Textauszug:
────────────────────────────────────────
Emblem der Schutzstaffel (SS)

In der Zeit des Nationalsozialismus war die einfache Siegrune das Emblem des Deutschen Jungvolks in der Hitler-Jugend. Die aus der Sturmabteilung ausgegliederte Schutzstaffel (SS) der Nationalsozialistischen Deutschen Arbeiterpartei wurde zunächst mit den Anfangsbuchstaben SS bezeichnet, später schrieb und druckte man diese zwei Buchstaben stets in Runenform. Manche Schreibmaschinen jener Zeit hatten eine Sondertype für das gezackte SS. In ihrer endgültigen Form wurden die Siegrunen der SS im Jahre 1929 nach einem Entwurf des Grafikers Walter Heck eingeführt.[3] Durch ihre geschickte Proportionierung sollten sie offenbar einen Ausdruck von Dynamik sowie Bedrohlichkeit erwecken. Von der SS wurde die doppelte Siegrune als Symbol auf ihrer so genannten „Hausfahne“ sowie auf Kraftwagen-Standern verwendet. Ferner fand man sie auf Kragenspiegeln und Stahlhelmen der Waffen-SS.
────────────────────────────────────────
Zu erledigende Aufgaben:
1: Auf welchen Gegenständen wurde laut dem Textauszug über das SS-Emblem die doppelte Siegrune verwendet? Nenne alle.
2: Nach wessen Entwurf wurden die Siegrunen der SS laut dem Textauszug über das SS-Emblem in ihrer endgültigen Form eingeführt?

Bereitgestellte Daten:
────────────────────────────────────────
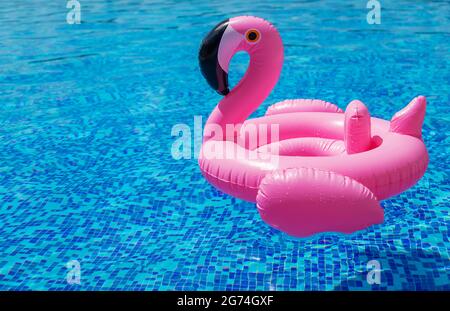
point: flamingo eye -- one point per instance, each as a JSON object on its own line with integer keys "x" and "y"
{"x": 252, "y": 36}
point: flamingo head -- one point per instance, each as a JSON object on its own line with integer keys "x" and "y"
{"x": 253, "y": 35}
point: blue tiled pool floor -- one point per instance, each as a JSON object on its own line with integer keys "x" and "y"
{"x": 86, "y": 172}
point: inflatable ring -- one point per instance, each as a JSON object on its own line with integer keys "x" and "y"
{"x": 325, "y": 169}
────────────────────────────────────────
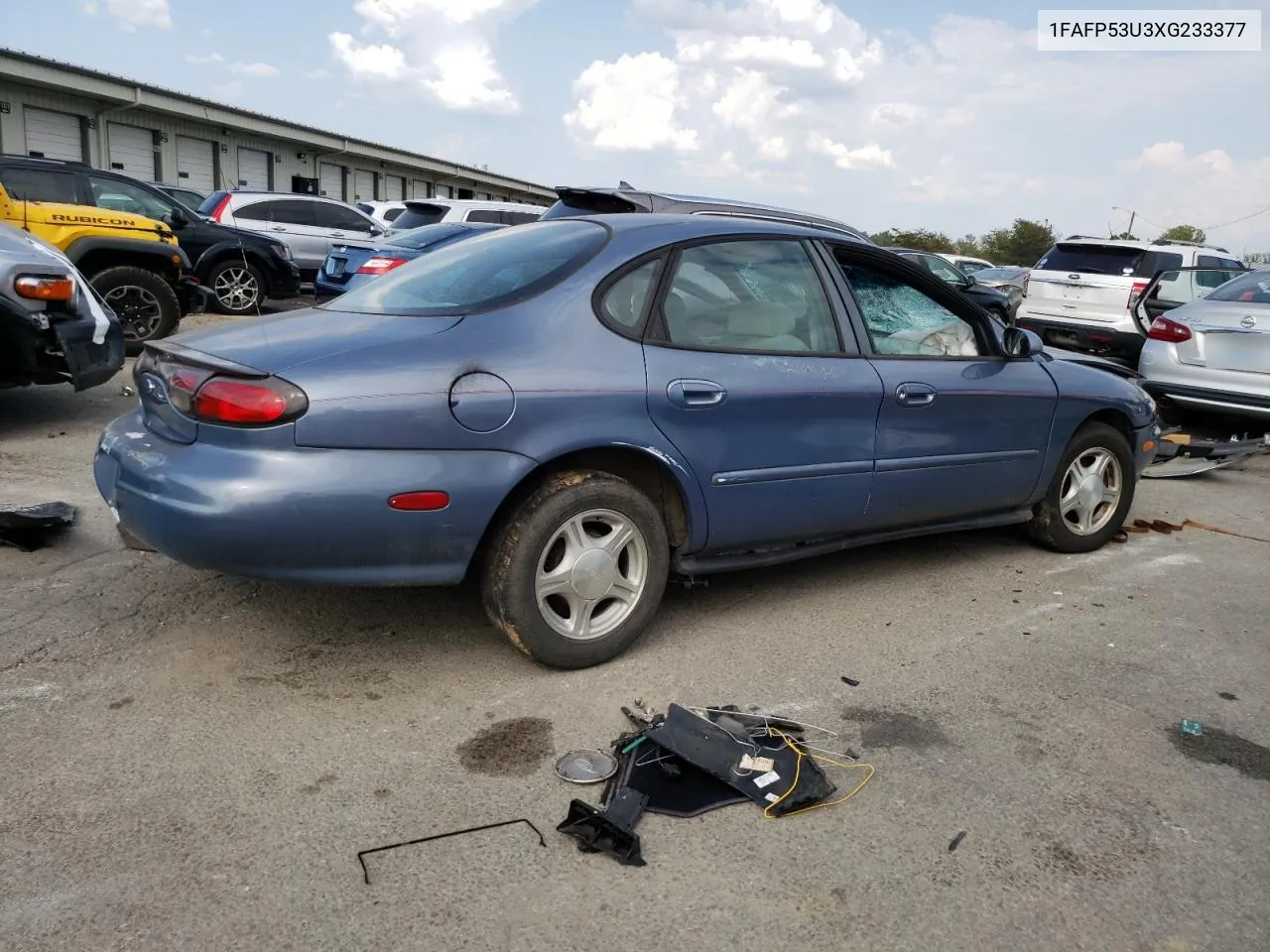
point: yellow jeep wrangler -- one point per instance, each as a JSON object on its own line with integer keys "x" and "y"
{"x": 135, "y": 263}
────────────────────────────────────────
Antworten je Aufgabe:
1:
- auf der so genannten „Hausfahne“ der SS
- auf Kraftwagen-Standern
- auf Kragenspiegeln der Waffen-SS
- auf Stahlhelmen der Waffen-SS

2: Nach einem Entwurf des Grafikers Walter Heck.